● **Exercise goal**: Starting at the line that contains "Task: pick out metal ferrule" and ending after the line that contains "<point>97,535</point>", write out every line again, requests included. Multiply each coordinate in the answers by 1.1 and round to a whole number, with halves going up, but keep the numbers in the requests and their format samples unchanged.

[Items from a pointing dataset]
================

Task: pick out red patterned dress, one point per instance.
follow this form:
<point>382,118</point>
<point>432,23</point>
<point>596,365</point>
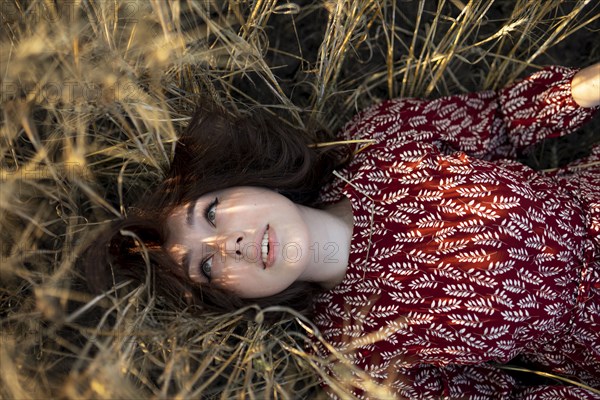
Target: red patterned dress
<point>463,259</point>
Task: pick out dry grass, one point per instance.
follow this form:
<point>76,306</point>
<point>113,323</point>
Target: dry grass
<point>93,95</point>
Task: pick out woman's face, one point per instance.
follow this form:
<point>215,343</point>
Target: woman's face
<point>248,240</point>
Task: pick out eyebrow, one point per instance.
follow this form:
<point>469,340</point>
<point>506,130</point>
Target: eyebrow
<point>189,218</point>
<point>185,262</point>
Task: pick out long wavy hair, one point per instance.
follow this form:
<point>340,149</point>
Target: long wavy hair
<point>218,150</point>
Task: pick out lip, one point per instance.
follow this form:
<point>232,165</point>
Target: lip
<point>272,242</point>
<point>271,238</point>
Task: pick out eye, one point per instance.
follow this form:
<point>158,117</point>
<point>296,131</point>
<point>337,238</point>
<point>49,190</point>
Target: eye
<point>206,268</point>
<point>211,212</point>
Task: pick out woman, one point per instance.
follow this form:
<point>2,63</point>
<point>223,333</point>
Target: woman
<point>432,255</point>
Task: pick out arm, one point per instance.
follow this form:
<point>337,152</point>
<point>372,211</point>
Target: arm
<point>543,106</point>
<point>586,86</point>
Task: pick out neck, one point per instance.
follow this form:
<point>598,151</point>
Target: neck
<point>331,229</point>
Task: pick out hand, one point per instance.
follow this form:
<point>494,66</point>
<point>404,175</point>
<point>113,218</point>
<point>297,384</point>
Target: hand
<point>585,86</point>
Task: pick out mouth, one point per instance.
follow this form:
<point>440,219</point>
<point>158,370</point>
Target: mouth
<point>266,249</point>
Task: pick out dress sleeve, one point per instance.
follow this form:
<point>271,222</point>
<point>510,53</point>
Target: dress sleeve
<point>478,381</point>
<point>542,107</point>
<point>488,125</point>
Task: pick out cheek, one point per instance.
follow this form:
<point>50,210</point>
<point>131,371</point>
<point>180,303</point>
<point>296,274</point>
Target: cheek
<point>252,282</point>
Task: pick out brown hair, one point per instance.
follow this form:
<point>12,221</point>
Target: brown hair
<point>217,151</point>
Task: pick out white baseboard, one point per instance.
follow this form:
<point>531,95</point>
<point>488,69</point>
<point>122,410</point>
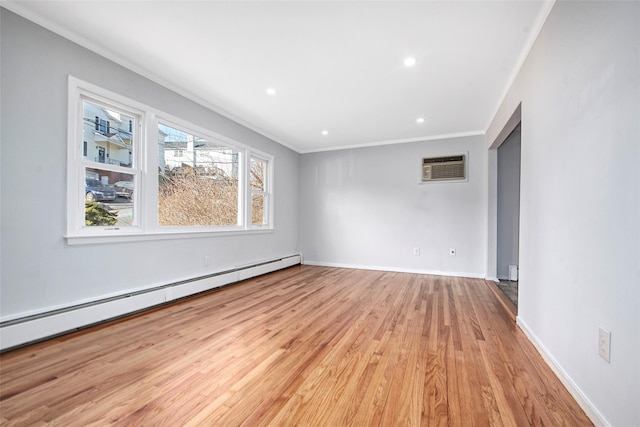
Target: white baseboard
<point>396,270</point>
<point>594,415</point>
<point>19,331</point>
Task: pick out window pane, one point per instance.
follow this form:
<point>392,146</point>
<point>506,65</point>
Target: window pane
<point>107,135</point>
<point>257,209</point>
<point>108,198</point>
<point>198,180</point>
<point>258,169</point>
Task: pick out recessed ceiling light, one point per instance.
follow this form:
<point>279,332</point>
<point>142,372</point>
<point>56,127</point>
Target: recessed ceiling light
<point>410,61</point>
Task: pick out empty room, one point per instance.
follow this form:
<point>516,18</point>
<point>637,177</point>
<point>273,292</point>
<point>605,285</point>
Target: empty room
<point>320,213</point>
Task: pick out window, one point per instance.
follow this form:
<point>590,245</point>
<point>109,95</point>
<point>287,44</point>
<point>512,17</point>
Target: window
<point>137,173</point>
<point>200,186</point>
<point>259,186</point>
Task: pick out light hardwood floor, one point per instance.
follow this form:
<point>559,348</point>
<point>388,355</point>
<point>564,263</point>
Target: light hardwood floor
<point>308,346</point>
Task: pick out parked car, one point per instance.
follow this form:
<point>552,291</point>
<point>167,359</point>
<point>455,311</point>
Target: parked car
<point>96,190</point>
<point>124,189</point>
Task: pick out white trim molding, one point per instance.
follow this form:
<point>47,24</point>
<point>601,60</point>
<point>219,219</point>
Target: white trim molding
<point>580,397</point>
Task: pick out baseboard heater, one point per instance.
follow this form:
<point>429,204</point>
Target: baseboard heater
<point>29,329</point>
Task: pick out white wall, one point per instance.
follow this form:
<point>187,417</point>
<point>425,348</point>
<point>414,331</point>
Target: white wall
<point>39,270</point>
<point>580,200</point>
<point>365,208</point>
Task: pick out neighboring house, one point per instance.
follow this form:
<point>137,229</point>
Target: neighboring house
<point>107,136</point>
<point>181,150</point>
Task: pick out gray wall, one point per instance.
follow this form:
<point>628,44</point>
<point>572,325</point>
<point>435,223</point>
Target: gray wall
<point>365,208</point>
<point>39,270</point>
<point>580,199</point>
<point>508,203</point>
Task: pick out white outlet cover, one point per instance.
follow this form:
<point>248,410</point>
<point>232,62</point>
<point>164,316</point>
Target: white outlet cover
<point>604,344</point>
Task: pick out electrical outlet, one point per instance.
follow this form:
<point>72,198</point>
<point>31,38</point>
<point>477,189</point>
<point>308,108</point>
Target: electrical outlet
<point>604,344</point>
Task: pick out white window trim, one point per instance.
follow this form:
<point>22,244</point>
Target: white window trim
<point>268,190</point>
<point>145,160</point>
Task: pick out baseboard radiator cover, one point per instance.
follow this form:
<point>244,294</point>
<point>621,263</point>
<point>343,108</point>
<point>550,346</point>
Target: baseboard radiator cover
<point>29,329</point>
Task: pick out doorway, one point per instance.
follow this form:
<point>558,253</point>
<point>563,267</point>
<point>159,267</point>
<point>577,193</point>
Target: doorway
<point>508,214</point>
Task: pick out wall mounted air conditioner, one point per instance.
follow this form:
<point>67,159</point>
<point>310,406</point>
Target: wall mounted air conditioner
<point>443,168</point>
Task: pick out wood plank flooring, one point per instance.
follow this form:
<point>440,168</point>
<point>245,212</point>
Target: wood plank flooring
<point>307,346</point>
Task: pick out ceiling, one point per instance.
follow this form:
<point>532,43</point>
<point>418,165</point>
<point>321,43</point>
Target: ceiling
<point>335,66</point>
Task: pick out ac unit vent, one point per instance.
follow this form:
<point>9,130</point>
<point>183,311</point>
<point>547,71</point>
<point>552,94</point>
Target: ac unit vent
<point>443,168</point>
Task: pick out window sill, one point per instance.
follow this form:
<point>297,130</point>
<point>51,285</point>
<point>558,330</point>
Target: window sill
<point>166,235</point>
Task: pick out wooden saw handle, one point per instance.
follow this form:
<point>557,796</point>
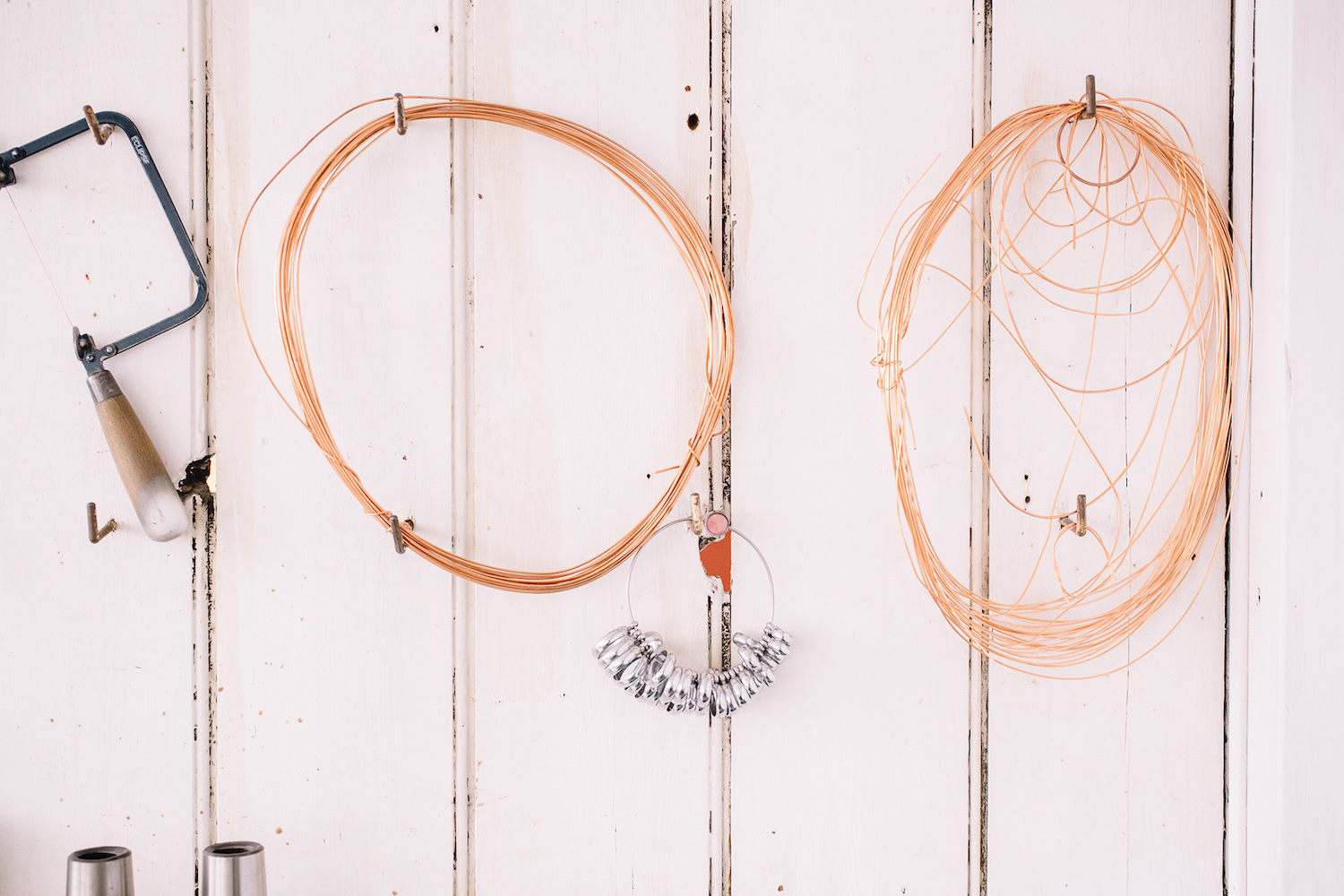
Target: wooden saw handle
<point>142,471</point>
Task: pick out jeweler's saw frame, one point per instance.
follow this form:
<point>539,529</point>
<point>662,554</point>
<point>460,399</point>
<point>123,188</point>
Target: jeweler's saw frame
<point>155,495</point>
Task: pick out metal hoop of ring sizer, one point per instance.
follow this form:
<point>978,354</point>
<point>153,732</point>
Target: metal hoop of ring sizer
<point>637,661</point>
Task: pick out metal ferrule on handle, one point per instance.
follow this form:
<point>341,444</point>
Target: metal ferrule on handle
<point>142,471</point>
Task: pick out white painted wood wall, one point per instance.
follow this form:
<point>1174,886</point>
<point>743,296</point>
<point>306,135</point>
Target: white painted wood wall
<point>508,351</point>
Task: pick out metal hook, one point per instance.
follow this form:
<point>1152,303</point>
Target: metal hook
<point>99,132</point>
<point>1090,102</point>
<point>397,532</point>
<point>97,535</point>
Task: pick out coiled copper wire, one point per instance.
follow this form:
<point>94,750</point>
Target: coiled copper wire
<point>1139,166</point>
<point>653,194</point>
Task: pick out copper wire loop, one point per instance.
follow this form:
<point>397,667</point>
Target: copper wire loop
<point>1031,158</point>
<point>653,193</point>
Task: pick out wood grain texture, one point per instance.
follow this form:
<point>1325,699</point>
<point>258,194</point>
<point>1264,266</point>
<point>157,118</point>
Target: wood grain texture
<point>510,352</point>
<point>1112,785</point>
<point>1295,783</point>
<point>849,775</point>
<point>152,493</point>
<point>97,656</point>
<point>332,653</point>
<point>588,374</point>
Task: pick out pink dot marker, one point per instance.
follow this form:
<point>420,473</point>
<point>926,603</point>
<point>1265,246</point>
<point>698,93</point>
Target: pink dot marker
<point>717,522</point>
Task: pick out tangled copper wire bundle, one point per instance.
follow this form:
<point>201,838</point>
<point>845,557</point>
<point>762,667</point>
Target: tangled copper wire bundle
<point>1142,177</point>
<point>653,193</point>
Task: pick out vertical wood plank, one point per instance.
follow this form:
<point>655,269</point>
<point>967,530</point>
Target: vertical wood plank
<point>851,774</point>
<point>97,651</point>
<point>1112,785</point>
<point>586,378</point>
<point>333,654</point>
<point>1295,782</point>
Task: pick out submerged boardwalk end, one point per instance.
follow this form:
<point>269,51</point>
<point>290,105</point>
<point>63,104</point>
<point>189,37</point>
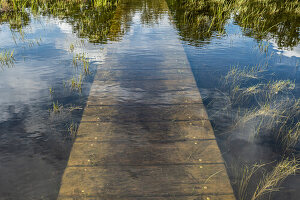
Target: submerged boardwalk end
<point>145,133</point>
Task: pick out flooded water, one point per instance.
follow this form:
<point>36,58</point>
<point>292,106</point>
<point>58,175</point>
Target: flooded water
<point>57,52</point>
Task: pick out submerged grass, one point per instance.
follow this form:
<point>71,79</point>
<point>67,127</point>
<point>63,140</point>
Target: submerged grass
<point>271,112</point>
<point>7,58</point>
<point>269,181</point>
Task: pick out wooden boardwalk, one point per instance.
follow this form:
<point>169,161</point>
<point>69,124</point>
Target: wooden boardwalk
<point>145,133</point>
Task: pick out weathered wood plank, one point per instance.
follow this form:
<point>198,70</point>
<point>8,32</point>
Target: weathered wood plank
<point>116,95</point>
<point>126,181</point>
<point>145,133</point>
<point>150,131</point>
<point>145,153</point>
<point>142,112</point>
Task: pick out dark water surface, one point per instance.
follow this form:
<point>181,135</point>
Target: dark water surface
<point>35,141</point>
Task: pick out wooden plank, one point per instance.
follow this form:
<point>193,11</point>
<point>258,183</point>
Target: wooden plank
<point>145,113</point>
<point>145,133</point>
<point>115,95</point>
<point>150,131</point>
<point>145,153</point>
<point>126,181</point>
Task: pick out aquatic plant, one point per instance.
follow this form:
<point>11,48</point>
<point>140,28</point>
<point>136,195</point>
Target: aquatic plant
<point>51,91</point>
<point>7,58</point>
<point>72,129</point>
<point>56,107</point>
<point>76,83</point>
<point>269,181</point>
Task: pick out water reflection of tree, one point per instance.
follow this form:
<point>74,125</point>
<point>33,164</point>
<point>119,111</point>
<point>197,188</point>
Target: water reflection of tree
<point>198,20</point>
<point>267,19</point>
<point>88,19</point>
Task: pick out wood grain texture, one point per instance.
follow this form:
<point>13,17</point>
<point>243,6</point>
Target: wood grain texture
<point>145,133</point>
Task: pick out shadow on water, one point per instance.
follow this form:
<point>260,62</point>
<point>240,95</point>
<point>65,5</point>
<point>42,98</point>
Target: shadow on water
<point>224,37</point>
<point>35,140</point>
<point>137,70</point>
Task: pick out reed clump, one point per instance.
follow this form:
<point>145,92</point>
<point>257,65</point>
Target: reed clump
<point>269,180</point>
<point>7,58</point>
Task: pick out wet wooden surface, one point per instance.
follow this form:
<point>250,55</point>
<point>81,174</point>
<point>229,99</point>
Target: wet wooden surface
<point>145,133</point>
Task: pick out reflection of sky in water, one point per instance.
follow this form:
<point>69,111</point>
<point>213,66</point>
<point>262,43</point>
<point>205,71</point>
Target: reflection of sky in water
<point>28,82</point>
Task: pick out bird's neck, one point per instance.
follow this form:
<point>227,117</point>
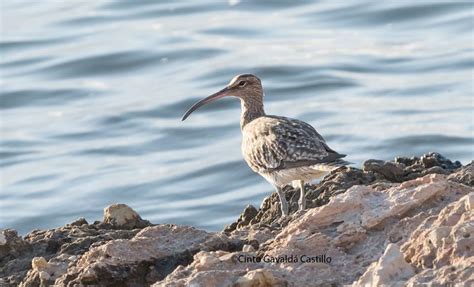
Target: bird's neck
<point>252,108</point>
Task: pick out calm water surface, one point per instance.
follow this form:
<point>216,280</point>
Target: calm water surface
<point>92,93</point>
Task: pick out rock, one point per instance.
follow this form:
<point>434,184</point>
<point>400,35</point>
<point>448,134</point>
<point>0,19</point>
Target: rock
<point>378,173</point>
<point>43,273</point>
<point>350,239</point>
<point>391,269</point>
<point>122,216</point>
<point>152,254</point>
<point>60,245</point>
<point>78,222</point>
<point>464,175</point>
<point>408,223</point>
<point>392,171</point>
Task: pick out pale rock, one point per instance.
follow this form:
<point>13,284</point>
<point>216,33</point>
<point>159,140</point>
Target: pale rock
<point>390,270</point>
<point>248,248</point>
<point>3,239</point>
<point>121,215</point>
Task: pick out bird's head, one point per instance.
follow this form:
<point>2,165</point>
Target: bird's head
<point>246,87</point>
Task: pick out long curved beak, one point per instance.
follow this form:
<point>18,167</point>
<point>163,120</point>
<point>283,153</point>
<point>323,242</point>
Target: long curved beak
<point>214,97</point>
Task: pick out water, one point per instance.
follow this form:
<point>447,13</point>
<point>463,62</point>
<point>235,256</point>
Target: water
<point>92,93</point>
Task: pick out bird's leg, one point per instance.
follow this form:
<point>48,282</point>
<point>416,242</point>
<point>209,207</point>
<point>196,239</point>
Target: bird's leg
<point>283,202</point>
<point>302,200</point>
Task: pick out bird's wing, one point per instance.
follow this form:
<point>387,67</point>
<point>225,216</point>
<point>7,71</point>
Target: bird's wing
<point>281,143</point>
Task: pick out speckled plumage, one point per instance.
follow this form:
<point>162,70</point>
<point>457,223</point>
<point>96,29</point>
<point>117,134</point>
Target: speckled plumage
<point>280,149</point>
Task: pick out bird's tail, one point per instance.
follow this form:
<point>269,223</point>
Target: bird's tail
<point>330,166</point>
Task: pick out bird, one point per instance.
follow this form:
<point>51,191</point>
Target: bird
<point>281,149</point>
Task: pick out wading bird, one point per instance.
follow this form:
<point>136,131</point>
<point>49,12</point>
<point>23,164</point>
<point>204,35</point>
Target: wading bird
<point>280,149</point>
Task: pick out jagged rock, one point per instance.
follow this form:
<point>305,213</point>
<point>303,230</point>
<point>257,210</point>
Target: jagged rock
<point>80,221</point>
<point>354,229</point>
<point>152,254</point>
<point>464,175</point>
<point>60,245</point>
<point>392,171</point>
<point>43,273</point>
<point>122,216</point>
<point>391,269</point>
<point>362,227</point>
<point>378,173</point>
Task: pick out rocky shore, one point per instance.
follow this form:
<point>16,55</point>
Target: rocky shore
<point>407,222</point>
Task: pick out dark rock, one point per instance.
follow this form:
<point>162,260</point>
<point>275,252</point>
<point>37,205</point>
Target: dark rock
<point>378,173</point>
<point>464,175</point>
<point>80,221</point>
<point>392,171</point>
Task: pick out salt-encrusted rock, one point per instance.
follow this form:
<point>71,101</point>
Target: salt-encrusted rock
<point>444,240</point>
<point>334,244</point>
<point>43,273</point>
<point>122,216</point>
<point>464,175</point>
<point>390,270</point>
<point>62,245</point>
<point>153,253</point>
<point>362,227</point>
<point>378,173</point>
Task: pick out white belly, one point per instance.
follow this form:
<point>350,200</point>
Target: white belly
<point>286,176</point>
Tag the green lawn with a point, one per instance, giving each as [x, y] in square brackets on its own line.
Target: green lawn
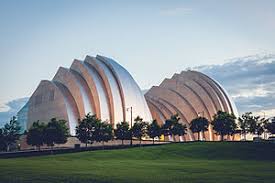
[191, 162]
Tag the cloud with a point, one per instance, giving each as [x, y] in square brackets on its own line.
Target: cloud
[10, 109]
[176, 11]
[249, 80]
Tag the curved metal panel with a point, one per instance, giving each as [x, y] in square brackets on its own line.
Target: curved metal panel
[132, 95]
[207, 87]
[156, 113]
[200, 92]
[191, 96]
[53, 100]
[217, 90]
[182, 116]
[182, 105]
[69, 80]
[230, 102]
[83, 70]
[71, 108]
[104, 101]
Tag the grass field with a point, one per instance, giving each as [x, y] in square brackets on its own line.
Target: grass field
[190, 162]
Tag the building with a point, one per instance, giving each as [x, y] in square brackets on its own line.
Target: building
[190, 94]
[100, 86]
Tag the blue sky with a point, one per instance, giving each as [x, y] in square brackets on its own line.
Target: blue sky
[149, 38]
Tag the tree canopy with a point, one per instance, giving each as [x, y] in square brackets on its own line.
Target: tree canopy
[198, 125]
[154, 130]
[224, 124]
[56, 132]
[35, 136]
[122, 131]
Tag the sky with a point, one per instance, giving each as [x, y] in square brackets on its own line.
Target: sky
[148, 38]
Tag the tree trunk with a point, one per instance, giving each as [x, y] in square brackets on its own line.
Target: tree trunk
[8, 148]
[198, 136]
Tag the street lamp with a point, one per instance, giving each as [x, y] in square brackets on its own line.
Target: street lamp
[131, 110]
[199, 114]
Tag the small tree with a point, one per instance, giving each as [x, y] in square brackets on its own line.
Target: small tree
[2, 141]
[122, 131]
[85, 131]
[244, 121]
[260, 127]
[139, 128]
[35, 135]
[270, 128]
[224, 124]
[179, 129]
[253, 124]
[11, 132]
[154, 130]
[198, 125]
[56, 132]
[169, 123]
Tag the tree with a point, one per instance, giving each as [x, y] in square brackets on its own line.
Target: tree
[224, 124]
[198, 125]
[56, 132]
[2, 141]
[178, 129]
[169, 123]
[35, 135]
[270, 128]
[244, 122]
[139, 128]
[11, 132]
[85, 131]
[252, 124]
[260, 127]
[122, 131]
[103, 132]
[154, 130]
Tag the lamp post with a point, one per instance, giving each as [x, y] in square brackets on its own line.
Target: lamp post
[131, 110]
[265, 136]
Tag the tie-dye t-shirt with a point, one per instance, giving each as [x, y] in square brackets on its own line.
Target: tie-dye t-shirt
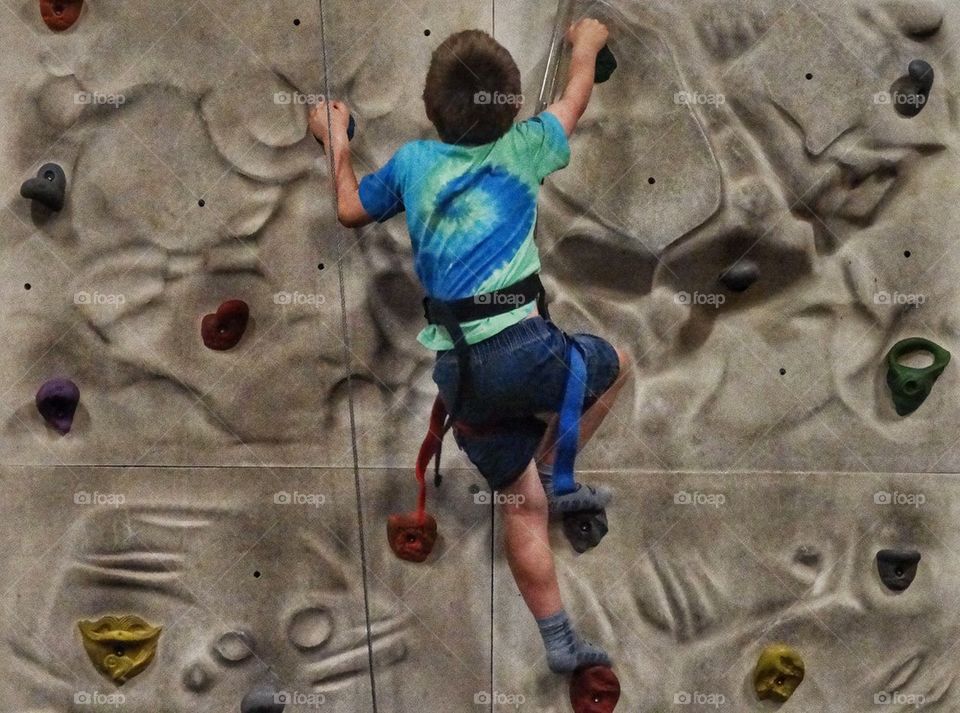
[471, 212]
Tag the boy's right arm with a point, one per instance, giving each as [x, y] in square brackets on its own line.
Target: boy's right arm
[588, 36]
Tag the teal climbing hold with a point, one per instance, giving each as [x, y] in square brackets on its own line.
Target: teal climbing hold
[909, 385]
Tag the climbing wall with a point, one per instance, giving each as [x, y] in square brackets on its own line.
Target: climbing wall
[759, 208]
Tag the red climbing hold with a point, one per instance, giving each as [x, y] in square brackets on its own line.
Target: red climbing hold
[412, 535]
[594, 690]
[60, 14]
[224, 329]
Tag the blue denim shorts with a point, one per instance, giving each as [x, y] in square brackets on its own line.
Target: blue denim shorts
[517, 374]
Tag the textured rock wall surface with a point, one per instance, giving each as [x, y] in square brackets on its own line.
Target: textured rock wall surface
[758, 460]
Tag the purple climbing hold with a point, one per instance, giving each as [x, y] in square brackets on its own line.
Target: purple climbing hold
[57, 402]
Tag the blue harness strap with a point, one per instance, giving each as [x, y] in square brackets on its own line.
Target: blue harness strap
[568, 428]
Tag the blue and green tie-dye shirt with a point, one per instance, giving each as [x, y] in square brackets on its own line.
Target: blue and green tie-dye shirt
[471, 212]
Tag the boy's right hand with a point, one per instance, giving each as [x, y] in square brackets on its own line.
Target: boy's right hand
[588, 34]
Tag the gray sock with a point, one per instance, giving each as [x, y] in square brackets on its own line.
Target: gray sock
[566, 652]
[583, 498]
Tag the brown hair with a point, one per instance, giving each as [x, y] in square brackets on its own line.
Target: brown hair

================

● **Worked answer**:
Task: pick out metal ferrule on handle, one point per instance.
follow this form:
<point>341,444</point>
Target: metal ferrule on handle
<point>156,518</point>
Task: pick out white painted wood wall, one point per instance.
follow this form:
<point>1174,886</point>
<point>743,296</point>
<point>306,135</point>
Target: white painted wood wall
<point>559,386</point>
Task: pick out metal hook, one point per instance.
follow this form:
<point>1152,303</point>
Target: metal hook
<point>109,145</point>
<point>1199,112</point>
<point>437,585</point>
<point>107,589</point>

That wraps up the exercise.